### Problem:
For this exercise, reproduce the entries below exactly, but only from the line containing "point(455, 301)" through the line containing "point(219, 155)", both included.

### Exercise material:
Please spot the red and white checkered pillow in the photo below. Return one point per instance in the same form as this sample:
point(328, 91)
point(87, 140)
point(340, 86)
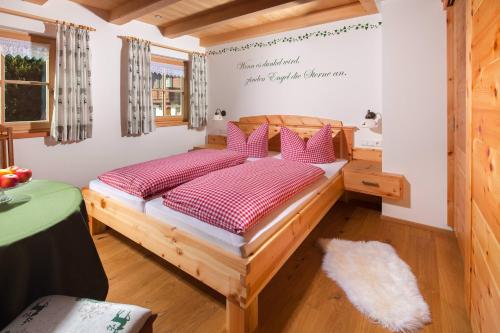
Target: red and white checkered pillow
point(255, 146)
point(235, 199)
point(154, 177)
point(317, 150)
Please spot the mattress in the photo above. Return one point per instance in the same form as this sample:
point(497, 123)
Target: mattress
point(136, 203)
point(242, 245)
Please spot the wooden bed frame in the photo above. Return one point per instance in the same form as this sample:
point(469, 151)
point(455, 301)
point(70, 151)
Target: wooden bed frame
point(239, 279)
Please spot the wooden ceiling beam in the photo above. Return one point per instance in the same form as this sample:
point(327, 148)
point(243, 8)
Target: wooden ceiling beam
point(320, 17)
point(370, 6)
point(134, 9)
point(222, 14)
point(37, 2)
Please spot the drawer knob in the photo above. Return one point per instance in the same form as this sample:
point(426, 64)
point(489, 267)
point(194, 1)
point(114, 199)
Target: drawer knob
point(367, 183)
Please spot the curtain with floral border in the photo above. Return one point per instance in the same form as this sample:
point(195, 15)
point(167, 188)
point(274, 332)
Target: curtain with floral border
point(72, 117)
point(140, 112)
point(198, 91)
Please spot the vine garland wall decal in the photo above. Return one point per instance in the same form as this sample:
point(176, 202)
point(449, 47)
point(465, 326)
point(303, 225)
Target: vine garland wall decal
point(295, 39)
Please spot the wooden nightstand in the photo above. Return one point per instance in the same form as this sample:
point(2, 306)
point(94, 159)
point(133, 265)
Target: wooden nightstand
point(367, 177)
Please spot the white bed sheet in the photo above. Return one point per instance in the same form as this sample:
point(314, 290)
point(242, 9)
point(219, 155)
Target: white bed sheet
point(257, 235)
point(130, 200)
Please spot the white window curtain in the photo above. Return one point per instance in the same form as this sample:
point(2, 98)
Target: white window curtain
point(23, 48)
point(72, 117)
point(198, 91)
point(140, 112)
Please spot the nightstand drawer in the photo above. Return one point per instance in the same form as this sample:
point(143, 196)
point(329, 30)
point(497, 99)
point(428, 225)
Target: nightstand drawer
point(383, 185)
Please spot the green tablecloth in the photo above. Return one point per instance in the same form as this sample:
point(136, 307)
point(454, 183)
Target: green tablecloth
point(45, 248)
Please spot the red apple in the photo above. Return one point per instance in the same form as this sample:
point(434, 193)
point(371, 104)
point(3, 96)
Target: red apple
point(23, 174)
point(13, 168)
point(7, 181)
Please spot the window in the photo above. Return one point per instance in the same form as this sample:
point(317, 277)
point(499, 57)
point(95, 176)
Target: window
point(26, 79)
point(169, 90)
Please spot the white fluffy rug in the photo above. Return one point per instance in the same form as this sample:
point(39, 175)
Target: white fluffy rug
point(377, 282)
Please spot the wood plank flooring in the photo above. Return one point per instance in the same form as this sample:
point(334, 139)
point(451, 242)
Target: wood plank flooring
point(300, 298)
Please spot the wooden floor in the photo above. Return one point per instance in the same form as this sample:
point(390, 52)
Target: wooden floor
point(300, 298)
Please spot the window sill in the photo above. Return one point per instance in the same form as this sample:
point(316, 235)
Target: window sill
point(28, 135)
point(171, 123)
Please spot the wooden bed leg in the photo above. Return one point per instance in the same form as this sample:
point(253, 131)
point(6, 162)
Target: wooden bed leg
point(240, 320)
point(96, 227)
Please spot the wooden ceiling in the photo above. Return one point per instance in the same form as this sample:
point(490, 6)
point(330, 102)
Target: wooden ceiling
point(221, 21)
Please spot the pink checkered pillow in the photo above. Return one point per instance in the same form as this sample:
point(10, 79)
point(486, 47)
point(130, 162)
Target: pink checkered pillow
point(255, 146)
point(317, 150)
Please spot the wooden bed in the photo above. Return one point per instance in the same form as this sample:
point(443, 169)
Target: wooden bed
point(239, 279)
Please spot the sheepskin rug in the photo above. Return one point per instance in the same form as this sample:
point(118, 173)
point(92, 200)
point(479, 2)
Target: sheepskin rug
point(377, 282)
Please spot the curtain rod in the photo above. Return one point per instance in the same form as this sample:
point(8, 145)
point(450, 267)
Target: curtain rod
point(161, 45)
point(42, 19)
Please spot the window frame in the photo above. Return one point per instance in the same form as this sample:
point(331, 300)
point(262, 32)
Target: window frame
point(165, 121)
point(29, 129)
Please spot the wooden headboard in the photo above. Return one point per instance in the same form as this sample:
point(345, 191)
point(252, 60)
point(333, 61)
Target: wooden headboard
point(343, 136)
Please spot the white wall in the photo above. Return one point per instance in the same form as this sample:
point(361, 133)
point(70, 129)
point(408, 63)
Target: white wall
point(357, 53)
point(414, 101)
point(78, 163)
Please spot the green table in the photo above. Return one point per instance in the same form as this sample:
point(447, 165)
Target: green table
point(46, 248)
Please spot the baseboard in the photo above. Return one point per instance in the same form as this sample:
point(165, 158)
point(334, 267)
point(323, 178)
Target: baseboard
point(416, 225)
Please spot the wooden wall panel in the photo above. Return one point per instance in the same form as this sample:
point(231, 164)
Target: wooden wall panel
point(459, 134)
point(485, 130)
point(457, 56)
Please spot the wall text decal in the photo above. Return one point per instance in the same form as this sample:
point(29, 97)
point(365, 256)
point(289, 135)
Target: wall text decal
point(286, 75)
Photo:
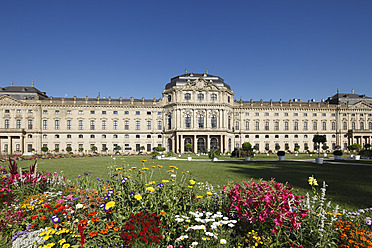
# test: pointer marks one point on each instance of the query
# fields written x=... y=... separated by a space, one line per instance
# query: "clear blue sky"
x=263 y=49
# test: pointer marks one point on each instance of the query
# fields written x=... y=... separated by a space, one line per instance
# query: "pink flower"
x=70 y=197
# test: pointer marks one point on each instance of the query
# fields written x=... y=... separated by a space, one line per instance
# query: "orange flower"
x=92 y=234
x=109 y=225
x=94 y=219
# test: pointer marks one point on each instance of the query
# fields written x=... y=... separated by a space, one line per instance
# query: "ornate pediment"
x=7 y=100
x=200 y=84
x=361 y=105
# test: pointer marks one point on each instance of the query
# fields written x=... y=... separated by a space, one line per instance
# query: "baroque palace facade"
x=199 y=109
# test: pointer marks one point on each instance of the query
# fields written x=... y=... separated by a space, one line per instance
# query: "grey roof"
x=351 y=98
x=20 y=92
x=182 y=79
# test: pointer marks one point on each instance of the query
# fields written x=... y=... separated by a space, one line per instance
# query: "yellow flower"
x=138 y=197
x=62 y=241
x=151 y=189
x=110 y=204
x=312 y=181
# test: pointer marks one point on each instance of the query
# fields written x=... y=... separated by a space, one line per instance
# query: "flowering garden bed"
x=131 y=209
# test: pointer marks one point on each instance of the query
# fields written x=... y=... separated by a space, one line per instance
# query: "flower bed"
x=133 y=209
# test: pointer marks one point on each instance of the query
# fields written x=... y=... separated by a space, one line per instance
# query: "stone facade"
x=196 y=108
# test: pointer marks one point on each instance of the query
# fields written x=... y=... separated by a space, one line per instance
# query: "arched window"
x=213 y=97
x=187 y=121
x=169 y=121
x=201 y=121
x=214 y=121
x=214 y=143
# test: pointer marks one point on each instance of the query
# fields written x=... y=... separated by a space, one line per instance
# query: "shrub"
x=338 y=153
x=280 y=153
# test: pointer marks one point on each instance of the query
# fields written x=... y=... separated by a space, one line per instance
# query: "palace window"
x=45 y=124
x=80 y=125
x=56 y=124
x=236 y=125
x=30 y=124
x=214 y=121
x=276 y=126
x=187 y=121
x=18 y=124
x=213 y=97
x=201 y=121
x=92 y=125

--

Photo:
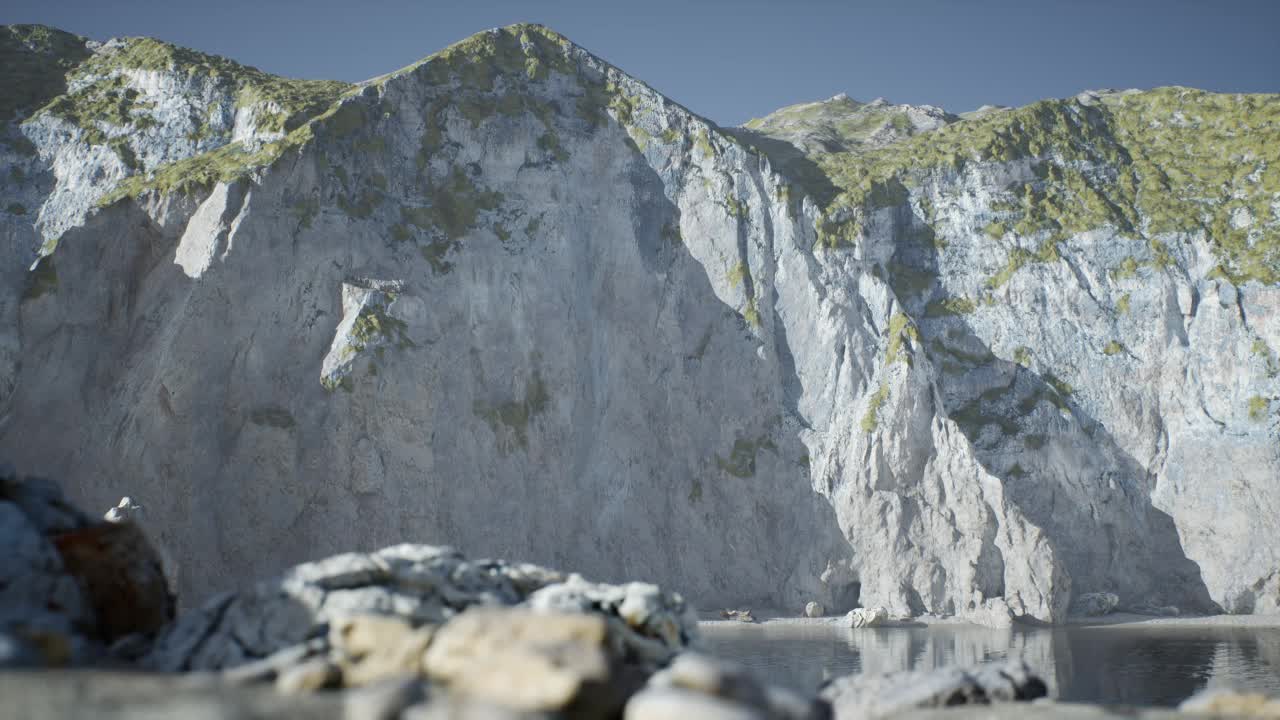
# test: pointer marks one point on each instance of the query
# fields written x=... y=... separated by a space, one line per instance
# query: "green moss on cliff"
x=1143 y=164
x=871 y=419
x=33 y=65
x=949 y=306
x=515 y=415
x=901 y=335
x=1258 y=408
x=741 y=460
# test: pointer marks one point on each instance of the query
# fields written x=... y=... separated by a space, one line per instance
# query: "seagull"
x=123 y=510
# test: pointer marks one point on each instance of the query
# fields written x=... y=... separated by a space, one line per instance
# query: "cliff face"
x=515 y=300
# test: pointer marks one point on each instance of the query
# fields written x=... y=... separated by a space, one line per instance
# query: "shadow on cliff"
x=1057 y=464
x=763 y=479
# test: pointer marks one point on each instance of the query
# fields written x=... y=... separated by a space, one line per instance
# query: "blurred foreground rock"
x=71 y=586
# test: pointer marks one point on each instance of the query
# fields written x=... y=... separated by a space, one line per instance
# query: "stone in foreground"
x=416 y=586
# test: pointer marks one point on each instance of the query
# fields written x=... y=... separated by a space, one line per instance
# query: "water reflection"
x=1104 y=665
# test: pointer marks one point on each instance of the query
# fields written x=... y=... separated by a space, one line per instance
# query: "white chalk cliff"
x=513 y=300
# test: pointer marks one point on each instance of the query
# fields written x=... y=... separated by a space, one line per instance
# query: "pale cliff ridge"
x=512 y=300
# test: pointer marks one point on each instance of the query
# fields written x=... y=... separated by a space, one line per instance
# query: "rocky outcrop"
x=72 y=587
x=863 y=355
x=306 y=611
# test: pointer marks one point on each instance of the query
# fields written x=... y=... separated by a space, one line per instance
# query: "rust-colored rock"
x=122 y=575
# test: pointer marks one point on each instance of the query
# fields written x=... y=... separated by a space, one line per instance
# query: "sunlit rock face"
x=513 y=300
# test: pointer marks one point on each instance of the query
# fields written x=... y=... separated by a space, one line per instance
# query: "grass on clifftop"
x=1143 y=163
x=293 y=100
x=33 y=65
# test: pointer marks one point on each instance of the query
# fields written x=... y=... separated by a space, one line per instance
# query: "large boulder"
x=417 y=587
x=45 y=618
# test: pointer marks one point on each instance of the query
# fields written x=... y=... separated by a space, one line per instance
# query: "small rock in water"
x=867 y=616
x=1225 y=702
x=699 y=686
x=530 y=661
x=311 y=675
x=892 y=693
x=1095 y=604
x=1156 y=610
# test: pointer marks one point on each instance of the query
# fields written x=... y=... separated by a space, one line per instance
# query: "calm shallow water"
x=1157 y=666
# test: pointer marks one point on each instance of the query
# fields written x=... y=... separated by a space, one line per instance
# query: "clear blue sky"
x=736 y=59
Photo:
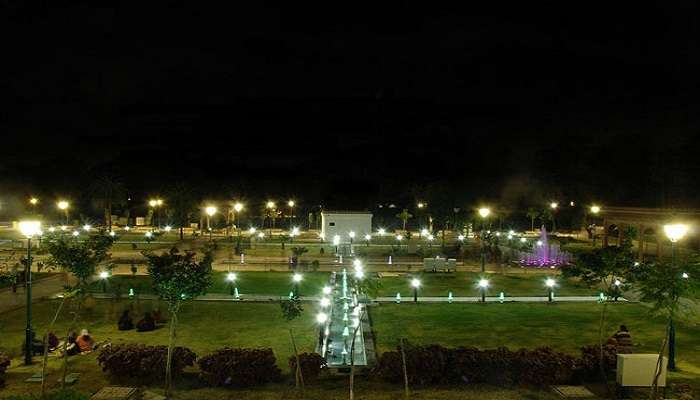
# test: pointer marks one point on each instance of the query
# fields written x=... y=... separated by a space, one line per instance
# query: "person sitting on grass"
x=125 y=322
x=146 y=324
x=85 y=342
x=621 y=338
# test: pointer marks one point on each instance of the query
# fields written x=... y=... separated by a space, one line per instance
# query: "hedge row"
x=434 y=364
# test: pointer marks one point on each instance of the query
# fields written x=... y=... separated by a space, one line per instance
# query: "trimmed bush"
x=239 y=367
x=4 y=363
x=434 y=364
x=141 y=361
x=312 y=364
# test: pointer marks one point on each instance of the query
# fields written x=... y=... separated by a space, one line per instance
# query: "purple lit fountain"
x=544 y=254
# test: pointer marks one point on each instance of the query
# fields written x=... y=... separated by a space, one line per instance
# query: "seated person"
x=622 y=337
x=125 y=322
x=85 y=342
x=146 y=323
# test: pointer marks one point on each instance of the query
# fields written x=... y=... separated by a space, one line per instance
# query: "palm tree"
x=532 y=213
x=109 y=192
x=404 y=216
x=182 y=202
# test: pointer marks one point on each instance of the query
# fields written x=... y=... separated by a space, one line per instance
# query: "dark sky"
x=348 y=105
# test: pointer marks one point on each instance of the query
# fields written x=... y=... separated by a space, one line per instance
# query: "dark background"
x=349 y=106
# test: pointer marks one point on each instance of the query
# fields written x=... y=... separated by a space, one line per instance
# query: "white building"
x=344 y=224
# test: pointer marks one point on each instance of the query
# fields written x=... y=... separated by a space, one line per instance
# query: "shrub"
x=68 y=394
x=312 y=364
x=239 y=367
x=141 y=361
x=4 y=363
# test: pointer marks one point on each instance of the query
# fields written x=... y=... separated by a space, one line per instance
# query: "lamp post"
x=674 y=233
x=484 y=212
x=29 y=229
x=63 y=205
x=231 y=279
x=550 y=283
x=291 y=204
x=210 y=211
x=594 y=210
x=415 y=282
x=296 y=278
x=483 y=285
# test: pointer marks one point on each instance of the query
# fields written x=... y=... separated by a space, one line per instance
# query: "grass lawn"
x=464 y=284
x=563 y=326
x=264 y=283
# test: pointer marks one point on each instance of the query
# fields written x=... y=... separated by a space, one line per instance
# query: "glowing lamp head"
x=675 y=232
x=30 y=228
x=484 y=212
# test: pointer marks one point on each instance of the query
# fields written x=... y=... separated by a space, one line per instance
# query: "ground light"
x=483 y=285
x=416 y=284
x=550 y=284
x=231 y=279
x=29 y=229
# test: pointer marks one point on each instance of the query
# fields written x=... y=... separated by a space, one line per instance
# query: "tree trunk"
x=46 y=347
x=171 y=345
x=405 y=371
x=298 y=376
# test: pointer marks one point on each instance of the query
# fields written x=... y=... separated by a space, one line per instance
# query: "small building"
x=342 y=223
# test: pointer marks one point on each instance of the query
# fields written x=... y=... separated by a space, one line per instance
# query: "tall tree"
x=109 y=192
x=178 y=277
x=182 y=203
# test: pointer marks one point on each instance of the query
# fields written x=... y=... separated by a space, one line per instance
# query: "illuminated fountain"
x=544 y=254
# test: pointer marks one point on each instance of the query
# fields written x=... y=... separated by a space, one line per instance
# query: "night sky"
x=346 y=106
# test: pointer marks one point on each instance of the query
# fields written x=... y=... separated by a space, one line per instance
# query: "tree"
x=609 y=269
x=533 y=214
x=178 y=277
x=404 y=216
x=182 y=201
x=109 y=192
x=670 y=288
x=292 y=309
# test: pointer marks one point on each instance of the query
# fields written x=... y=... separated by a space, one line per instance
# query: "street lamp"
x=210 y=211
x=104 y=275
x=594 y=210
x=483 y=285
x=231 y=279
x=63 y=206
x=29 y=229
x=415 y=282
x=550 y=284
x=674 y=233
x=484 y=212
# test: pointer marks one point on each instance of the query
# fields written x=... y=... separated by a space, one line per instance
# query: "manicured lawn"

### Worked solution:
point(455, 301)
point(70, 151)
Target: wooden bed frame
point(239, 279)
Please spot the wooden ceiling beam in the photo above. Return one point per instance in the same form as this sample:
point(327, 148)
point(243, 8)
Target: wooden ceiling beam
point(320, 17)
point(370, 6)
point(134, 9)
point(222, 14)
point(37, 2)
Please spot the drawer knob in the photo above. Return one point per instance in the same form as this sample:
point(426, 64)
point(489, 267)
point(194, 1)
point(114, 199)
Target: drawer knob
point(367, 183)
Please spot the curtain with floral border in the photo above. Return one point per instance in the same form as this sample:
point(195, 15)
point(167, 188)
point(274, 332)
Target: curtain with floral border
point(72, 117)
point(140, 112)
point(198, 91)
Please spot the vine garland wall decal in the photo above. Return one point per instance in the same form as this sample:
point(176, 202)
point(449, 47)
point(465, 326)
point(303, 225)
Target: vine garland wall decal
point(295, 39)
Please spot the wooden nightstand in the photo above. Return one point per instance in the same form as this sample:
point(2, 306)
point(94, 159)
point(133, 265)
Target: wooden nightstand
point(367, 177)
Please spot the white bed sheet in the photo above. Return one point per instance in the same form as this sample:
point(314, 290)
point(242, 9)
point(219, 155)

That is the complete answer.